Entries taken from a collection:
*** Block opens ***
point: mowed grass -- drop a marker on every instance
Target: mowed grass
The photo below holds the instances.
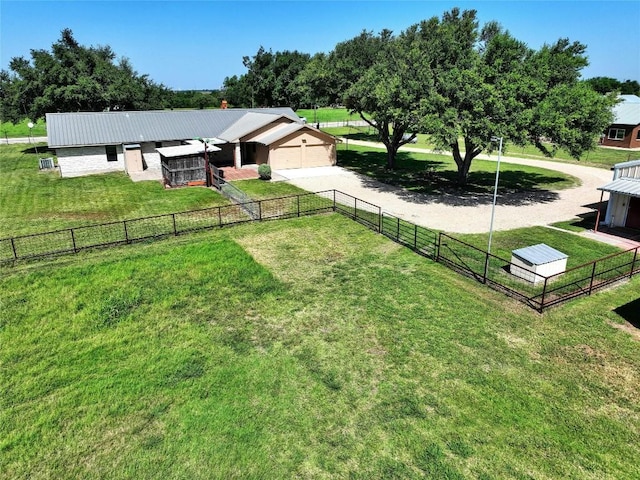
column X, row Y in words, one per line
column 21, row 129
column 579, row 249
column 327, row 114
column 35, row 201
column 432, row 173
column 601, row 157
column 306, row 348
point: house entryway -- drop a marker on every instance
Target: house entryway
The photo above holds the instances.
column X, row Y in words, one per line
column 633, row 214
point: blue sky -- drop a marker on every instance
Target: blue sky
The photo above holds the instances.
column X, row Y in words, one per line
column 196, row 44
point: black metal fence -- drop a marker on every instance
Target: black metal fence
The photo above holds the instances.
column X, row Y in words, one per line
column 460, row 256
column 546, row 291
column 74, row 240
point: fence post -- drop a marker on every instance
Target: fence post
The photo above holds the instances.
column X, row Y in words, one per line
column 593, row 274
column 544, row 293
column 73, row 240
column 486, row 267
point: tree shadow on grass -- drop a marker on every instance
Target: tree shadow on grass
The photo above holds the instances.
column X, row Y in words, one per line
column 39, row 150
column 427, row 181
column 630, row 312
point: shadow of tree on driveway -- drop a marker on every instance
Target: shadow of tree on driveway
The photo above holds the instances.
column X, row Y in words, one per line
column 434, row 181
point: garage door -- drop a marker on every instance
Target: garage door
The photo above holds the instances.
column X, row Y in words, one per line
column 285, row 157
column 316, row 156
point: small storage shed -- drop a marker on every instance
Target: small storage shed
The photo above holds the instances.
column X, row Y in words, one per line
column 536, row 262
column 184, row 164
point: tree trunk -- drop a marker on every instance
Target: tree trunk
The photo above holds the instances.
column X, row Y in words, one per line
column 391, row 156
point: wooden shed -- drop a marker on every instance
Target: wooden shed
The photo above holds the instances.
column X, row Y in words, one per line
column 184, row 164
column 536, row 262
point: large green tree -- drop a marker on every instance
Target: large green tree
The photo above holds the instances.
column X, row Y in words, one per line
column 72, row 77
column 269, row 81
column 464, row 85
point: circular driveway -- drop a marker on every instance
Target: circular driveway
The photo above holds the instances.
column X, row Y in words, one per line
column 464, row 214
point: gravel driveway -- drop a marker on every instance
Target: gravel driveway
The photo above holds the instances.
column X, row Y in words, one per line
column 464, row 214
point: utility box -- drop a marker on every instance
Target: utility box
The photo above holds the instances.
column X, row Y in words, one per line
column 536, row 262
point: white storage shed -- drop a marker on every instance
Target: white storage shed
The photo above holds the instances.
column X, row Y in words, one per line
column 536, row 262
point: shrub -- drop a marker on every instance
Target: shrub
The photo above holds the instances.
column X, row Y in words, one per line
column 264, row 171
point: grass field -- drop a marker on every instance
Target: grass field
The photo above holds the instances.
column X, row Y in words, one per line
column 306, row 348
column 327, row 114
column 9, row 130
column 32, row 201
column 303, row 348
column 600, row 157
column 432, row 173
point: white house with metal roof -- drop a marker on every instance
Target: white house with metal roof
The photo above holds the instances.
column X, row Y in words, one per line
column 623, row 208
column 624, row 132
column 97, row 142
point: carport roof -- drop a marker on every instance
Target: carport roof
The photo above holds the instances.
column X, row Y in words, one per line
column 623, row 186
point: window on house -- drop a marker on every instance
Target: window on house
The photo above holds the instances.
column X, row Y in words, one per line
column 616, row 134
column 112, row 153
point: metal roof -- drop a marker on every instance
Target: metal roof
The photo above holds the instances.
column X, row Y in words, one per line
column 539, row 254
column 250, row 122
column 276, row 133
column 185, row 150
column 624, row 186
column 113, row 128
column 627, row 112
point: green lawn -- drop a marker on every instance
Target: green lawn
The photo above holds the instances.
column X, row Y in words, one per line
column 435, row 174
column 327, row 114
column 35, row 201
column 306, row 348
column 599, row 157
column 579, row 249
column 9, row 130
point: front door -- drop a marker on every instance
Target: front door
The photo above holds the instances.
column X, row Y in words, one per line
column 633, row 214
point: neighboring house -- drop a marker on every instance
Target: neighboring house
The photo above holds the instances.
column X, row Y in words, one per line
column 624, row 132
column 623, row 208
column 98, row 142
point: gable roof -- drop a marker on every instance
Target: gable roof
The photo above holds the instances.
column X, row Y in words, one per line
column 627, row 112
column 113, row 128
column 250, row 122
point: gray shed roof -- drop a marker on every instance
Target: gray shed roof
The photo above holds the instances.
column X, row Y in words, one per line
column 185, row 150
column 539, row 254
column 627, row 112
column 624, row 186
column 112, row 128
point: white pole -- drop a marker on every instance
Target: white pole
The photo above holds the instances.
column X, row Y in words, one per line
column 495, row 192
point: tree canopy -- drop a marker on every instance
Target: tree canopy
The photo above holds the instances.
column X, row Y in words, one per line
column 71, row 77
column 269, row 81
column 464, row 85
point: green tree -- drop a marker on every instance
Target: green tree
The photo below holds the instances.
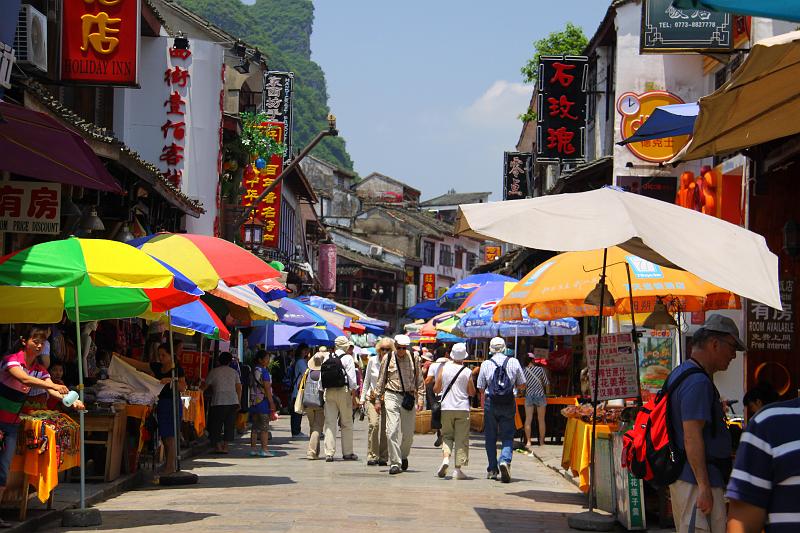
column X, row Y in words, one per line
column 570, row 41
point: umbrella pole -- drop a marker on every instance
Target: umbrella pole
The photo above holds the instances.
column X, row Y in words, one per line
column 80, row 392
column 592, row 482
column 635, row 335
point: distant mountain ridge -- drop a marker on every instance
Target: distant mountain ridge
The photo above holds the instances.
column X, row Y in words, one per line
column 282, row 29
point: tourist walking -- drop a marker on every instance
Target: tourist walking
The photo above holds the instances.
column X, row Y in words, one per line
column 377, row 445
column 262, row 405
column 454, row 383
column 226, row 389
column 537, row 383
column 401, row 389
column 497, row 379
column 310, row 401
column 338, row 373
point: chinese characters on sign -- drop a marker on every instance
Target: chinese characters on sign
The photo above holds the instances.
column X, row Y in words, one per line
column 768, row 328
column 100, row 41
column 30, row 207
column 255, row 180
column 668, row 29
column 176, row 78
column 561, row 109
column 277, row 102
column 618, row 368
column 516, row 172
column 428, row 286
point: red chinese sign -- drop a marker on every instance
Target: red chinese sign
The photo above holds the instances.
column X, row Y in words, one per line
column 100, row 41
column 255, row 180
column 30, row 207
column 561, row 109
column 176, row 78
column 428, row 286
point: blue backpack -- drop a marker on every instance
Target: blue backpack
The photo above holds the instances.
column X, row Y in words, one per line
column 501, row 388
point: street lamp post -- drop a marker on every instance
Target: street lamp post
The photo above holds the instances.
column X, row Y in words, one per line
column 331, row 131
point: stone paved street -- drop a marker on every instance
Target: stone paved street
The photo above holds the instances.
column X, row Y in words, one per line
column 290, row 493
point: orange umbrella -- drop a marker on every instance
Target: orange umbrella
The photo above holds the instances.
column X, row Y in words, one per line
column 557, row 288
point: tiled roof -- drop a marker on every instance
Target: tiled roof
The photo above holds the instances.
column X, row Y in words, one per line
column 92, row 131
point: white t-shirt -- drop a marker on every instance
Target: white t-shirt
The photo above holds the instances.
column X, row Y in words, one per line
column 458, row 398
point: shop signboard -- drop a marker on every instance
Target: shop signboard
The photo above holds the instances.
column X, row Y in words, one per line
column 30, row 207
column 662, row 188
column 277, row 101
column 561, row 109
column 618, row 368
column 428, row 286
column 516, row 175
column 635, row 109
column 666, row 29
column 771, row 329
column 100, row 41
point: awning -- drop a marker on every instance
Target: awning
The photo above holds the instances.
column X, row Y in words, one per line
column 760, row 103
column 37, row 146
column 666, row 121
column 771, row 9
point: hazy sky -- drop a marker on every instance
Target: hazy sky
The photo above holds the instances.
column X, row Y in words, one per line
column 428, row 92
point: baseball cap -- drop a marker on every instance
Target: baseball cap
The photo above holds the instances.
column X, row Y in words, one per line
column 458, row 352
column 402, row 340
column 497, row 344
column 723, row 324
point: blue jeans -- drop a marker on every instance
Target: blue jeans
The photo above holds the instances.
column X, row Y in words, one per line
column 498, row 422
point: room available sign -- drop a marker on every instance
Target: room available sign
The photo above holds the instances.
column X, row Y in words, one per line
column 30, row 207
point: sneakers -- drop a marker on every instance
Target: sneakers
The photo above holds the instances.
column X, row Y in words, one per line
column 443, row 469
column 505, row 472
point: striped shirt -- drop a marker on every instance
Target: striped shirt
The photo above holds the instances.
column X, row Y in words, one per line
column 767, row 468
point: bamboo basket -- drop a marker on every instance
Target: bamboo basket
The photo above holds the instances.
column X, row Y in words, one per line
column 476, row 419
column 423, row 422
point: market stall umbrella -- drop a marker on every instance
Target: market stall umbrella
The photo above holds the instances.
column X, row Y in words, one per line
column 558, row 287
column 717, row 251
column 206, row 260
column 760, row 103
column 36, row 145
column 463, row 288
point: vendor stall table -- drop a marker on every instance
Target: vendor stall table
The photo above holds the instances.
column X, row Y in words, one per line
column 40, row 456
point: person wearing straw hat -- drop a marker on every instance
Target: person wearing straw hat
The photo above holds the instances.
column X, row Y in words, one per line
column 309, row 401
column 377, row 445
column 454, row 384
column 401, row 389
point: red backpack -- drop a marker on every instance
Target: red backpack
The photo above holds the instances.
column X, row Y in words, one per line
column 649, row 449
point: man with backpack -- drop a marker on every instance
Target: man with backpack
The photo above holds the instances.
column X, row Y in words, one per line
column 698, row 421
column 498, row 377
column 338, row 377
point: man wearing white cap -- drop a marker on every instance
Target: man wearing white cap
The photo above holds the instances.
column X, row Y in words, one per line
column 338, row 375
column 497, row 378
column 401, row 391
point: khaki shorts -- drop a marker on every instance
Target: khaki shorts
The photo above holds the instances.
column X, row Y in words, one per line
column 260, row 422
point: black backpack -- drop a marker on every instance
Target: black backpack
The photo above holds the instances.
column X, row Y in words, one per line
column 332, row 370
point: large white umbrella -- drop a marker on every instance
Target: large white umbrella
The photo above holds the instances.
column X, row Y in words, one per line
column 715, row 250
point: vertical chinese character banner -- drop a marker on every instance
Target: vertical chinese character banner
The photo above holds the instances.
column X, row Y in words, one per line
column 516, row 175
column 277, row 102
column 100, row 41
column 255, row 180
column 561, row 109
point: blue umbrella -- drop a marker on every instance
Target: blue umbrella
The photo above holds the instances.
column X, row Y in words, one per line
column 666, row 121
column 425, row 310
column 466, row 286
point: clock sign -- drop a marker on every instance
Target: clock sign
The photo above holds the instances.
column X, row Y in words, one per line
column 635, row 109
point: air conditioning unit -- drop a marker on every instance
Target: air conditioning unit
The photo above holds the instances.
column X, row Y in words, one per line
column 30, row 40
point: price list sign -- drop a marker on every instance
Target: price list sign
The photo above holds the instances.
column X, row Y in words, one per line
column 617, row 366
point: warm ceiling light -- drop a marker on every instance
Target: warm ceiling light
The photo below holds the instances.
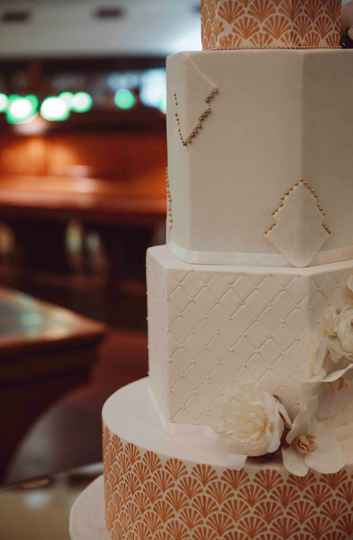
*** Block closes ***
### Exercise brief
Copy out each line of the data that includes the string "person".

### Task solution
point: person wearing straw hat -- drop a marker on every instance
Target: person wearing straw hat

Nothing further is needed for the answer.